--- begin Text ---

We arrived at our major stop for the day, the Capulin Volcano National Monument, about 11:30. We got the kiddos signed up for the Junior Ranger program, watched a short video about volcanos, and had a quick bite to eat in a shady space in the parking lot of the visitors center. The shade was a requirement, because it was HOT. At least, it was hot for us after spending a week in the mountains. The temperature was in the mid 90s.
The Capulin Volcano is a cinder cone volcano which erupted about 60,000 years ago. Cinder cone volcanoes are monogenetic, which mean they only erupt one time. It is nearly perfectly preserved and it has a road you can drive practically to the top. From the top, you can walk down into the vent of the volcano, and there is a longer loop (about 1.2 miles) that allows you to walk the rim of the volcano. KK and the rest of my family walked these trails, while PK, Scott and Erin drove back into Capulin for some lunch.

--- end Text ---

● Exercise a: Please return a verbatim passage from the Capulin Volcano text, beginning at the words "We arrived at" and stopping after "the mid 90s.".

--- begin Dataset excerpts ---

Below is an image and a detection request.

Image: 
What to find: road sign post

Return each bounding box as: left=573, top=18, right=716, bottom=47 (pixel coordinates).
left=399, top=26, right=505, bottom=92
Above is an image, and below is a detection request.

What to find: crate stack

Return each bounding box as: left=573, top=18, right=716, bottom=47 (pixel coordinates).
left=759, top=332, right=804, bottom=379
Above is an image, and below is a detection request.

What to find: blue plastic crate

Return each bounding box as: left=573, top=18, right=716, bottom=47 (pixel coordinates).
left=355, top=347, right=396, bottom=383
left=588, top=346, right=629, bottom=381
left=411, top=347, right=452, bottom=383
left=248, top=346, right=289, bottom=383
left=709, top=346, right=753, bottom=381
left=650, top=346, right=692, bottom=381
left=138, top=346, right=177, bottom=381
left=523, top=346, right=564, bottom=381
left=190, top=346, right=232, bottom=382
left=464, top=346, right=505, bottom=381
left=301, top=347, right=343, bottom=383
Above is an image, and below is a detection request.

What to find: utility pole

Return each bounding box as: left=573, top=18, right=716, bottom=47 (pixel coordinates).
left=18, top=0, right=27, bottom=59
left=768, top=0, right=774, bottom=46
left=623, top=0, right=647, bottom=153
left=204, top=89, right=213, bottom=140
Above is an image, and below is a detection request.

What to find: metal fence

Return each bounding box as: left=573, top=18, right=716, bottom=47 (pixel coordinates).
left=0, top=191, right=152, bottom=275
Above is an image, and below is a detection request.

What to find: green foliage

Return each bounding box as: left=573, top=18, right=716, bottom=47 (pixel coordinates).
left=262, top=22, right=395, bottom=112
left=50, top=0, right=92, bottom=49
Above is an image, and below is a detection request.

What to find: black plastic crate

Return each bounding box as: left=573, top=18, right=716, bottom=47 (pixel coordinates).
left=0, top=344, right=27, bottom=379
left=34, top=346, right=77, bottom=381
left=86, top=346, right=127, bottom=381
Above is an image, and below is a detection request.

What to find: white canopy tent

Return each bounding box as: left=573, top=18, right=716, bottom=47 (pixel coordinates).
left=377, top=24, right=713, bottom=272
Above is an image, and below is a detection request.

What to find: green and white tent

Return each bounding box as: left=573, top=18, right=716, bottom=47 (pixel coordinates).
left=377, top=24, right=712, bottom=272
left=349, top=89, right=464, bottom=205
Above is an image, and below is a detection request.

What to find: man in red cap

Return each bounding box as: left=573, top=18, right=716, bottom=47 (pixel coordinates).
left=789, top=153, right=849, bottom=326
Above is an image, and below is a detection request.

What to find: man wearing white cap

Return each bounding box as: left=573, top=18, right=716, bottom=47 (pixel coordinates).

--- end Dataset excerpts ---

● Exercise b: How many lines in the rows contain the string "tent"? Give only the number.

● Final result a:
We arrived at our major stop for the day, the Capulin Volcano National Monument, about 11:30. We got the kiddos signed up for the Junior Ranger program, watched a short video about volcanos, and had a quick bite to eat in a shady space in the parking lot of the visitors center. The shade was a requirement, because it was HOT. At least, it was hot for us after spending a week in the mountains. The temperature was in the mid 90s.

● Final result b: 2